Start of Data provided

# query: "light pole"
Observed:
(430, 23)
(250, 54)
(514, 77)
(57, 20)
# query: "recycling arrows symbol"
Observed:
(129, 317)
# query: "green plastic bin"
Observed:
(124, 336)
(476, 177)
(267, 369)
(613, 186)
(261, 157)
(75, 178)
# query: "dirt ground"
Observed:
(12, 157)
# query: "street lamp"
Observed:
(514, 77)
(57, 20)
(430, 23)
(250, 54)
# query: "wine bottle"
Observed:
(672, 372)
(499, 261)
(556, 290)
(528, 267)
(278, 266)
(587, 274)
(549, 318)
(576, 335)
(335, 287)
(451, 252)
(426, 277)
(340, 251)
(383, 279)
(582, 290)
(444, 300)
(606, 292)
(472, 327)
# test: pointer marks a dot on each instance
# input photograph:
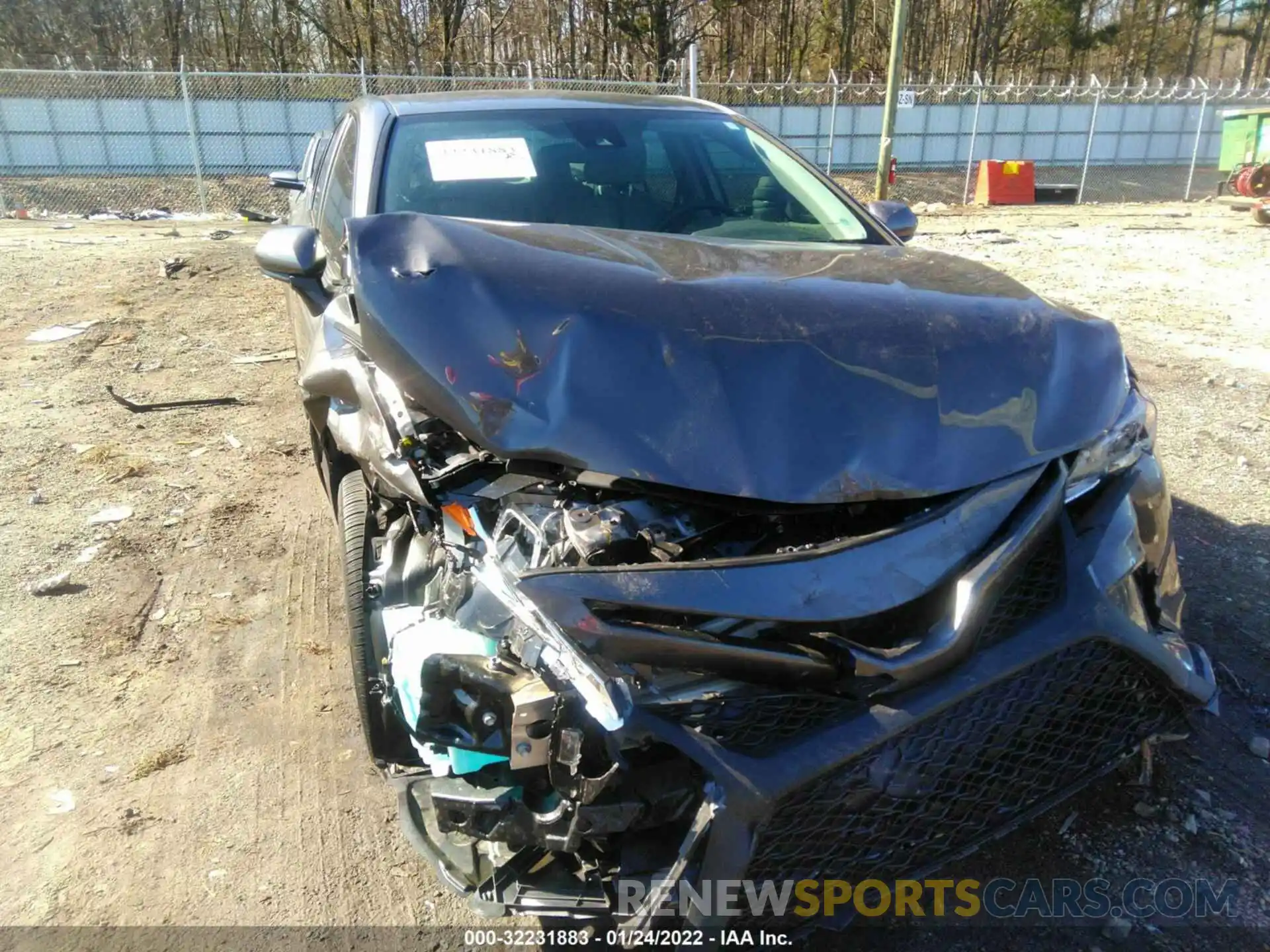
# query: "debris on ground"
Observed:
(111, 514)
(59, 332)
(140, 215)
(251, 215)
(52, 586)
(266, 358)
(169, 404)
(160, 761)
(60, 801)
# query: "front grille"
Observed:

End of Data provided
Start of Data provided

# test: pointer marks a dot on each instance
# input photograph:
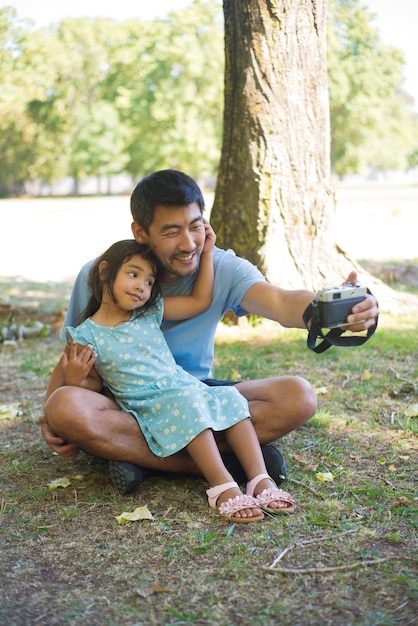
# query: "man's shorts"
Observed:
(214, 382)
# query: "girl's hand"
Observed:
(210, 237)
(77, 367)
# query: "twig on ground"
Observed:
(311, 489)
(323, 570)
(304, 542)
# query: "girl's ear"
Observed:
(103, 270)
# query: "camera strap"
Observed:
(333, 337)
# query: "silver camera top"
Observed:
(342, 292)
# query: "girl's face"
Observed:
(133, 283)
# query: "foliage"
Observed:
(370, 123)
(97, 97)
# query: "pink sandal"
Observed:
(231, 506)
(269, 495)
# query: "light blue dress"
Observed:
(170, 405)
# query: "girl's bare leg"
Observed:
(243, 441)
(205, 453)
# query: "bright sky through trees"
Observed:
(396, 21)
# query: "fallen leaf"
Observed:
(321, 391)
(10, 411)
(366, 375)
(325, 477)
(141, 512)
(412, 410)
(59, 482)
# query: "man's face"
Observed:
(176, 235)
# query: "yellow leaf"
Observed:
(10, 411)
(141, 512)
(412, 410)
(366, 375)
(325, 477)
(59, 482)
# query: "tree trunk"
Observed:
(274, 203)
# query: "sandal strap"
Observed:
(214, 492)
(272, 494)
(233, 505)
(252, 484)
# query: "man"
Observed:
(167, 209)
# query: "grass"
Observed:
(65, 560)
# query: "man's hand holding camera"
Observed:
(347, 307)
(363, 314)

End of Data provided

Which lines above contain the word "strap"? Copy each of them.

Response:
# query: "camera strap"
# query: "sandal strap"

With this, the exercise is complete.